Fragmento del documento:
════════

Por Gregorio Morán (LA VANGUARDIA, 31/12/11):
Yo entré en Corea del Norte en septiembre de 1992. No se puede decir
que la visité porque no es país para turistas, aunque entonces
apareciera por allí algún alemán nostálgico de la República Democrática
(RDA). El más importante hotel proyectado nunca, el Ryukyung, de 105
plantas, lo iniciaron en 1987 y sigue en obras; aseguran que en abril
del 2012 inaugurarán las 25 de abajo. Hacía años que había caído el muro
de Berlín y admito que mi perplejidad ante la idea de ver en vivo y en
directo una monarquía comunista, algo inédito en la historia de la
humanidad, me incitó a la aventura. La curiosidad nos pierde.
Entonces regía los destinos del país el Querido Líder, Kim Jong Il,
porque el Gran Líder, Kim Il Sung, su padre, estaba dando las últimas
boqueadas. Moriría un par de años más tarde. Es posible que me equivoque
en los apelativos retóricos del liderazgo, porque quizá al hijo se le
llamaba Amado Líder o algo por el estilo, cosa muy importante, dado que
jamás se pronunciaba su nombre. Había que entender que cuando los
traductores –la jefa traducía al francés y un siervo de la gleba, recién
salido de nuestro medievo, hablaba un castellano ortopédico, pero
decente– se referían al Gran Líder o al Amado Líder cabía entender que
se trataba de Padre e Hijo, con mayúsculas.
En mis limitaciones para predecir los procesos históricos me parecía
imposible que aquello pudiera seguir. Y hete aquí, que ahora acaba de
morir el Amado Líder y le ha sustituido un nieto del Gran Líder, del que
los servicios de información occidentales saben mucho pero que nosotros
apenas si conocemos su nombre, media docena de fotos y un currículo que
haría palidecer de ansiedad a cualquier candidato a oposiciones. De
nombre Kim Jong Un y que ni siquiera es el mayor de sus hermanos, sino
el pequeño.

════════

Por hacer:
A. Devuelve, del artículo sobre Corea del Norte, el fragmento que abre con las palabras que contienen "Entonces regía los" y cierra con "Hijo, con mayúsculas.".
B. En el artículo sobre Corea del Norte, ¿cuántas plantas tiene el hotel Ryukyung?
Las filas no tienen nada que ver con esto.

Extracto de datos:
════════

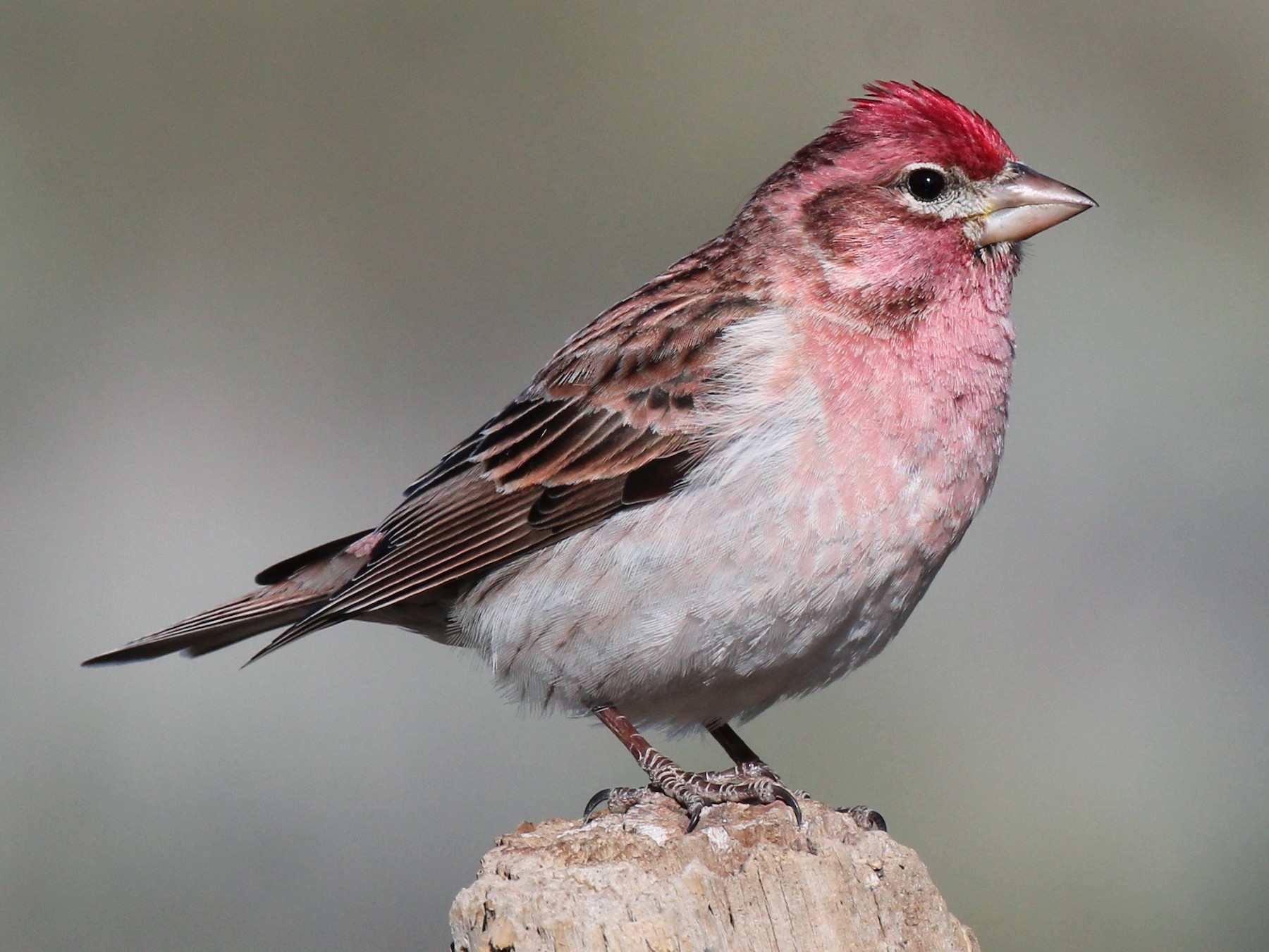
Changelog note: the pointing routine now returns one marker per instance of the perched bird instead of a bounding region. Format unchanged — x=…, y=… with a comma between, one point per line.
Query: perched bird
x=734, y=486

════════

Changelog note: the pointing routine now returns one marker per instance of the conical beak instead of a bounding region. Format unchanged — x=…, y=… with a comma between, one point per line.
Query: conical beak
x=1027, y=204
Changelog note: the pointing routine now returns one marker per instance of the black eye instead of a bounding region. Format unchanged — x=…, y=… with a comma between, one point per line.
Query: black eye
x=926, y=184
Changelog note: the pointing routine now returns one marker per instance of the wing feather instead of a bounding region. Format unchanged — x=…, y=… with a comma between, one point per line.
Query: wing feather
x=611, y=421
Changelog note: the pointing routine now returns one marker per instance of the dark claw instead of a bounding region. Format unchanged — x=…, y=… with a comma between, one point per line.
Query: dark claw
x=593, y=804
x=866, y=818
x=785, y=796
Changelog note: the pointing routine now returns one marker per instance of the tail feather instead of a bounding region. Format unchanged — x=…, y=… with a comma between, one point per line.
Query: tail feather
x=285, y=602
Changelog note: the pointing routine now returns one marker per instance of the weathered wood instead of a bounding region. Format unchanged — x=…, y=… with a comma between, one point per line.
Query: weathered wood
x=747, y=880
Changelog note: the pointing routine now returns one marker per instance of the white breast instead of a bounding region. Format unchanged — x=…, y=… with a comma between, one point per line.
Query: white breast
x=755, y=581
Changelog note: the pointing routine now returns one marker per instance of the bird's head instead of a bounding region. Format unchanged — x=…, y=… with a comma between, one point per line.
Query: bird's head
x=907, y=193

════════

Soluciones:
A.
Entonces regía los destinos del país el Querido Líder, Kim Jong Il,
porque el Gran Líder, Kim Il Sung, su padre, estaba dando las últimas
boqueadas. Moriría un par de años más tarde. Es posible que me equivoque
en los apelativos retóricos del liderazgo, porque quizá al hijo se le
llamaba Amado Líder o algo por el estilo, cosa muy importante, dado que
jamás se pronunciaba su nombre. Había que entender que cuando los
traductores –la jefa traducía al francés y un siervo de la gleba, recién
salido de nuestro medievo, hablaba un castellano ortopédico, pero
decente– se referían al Gran Líder o al Amado Líder cabía entender que
se trataba de Padre e Hijo, con mayúsculas.

B. 105 plantas.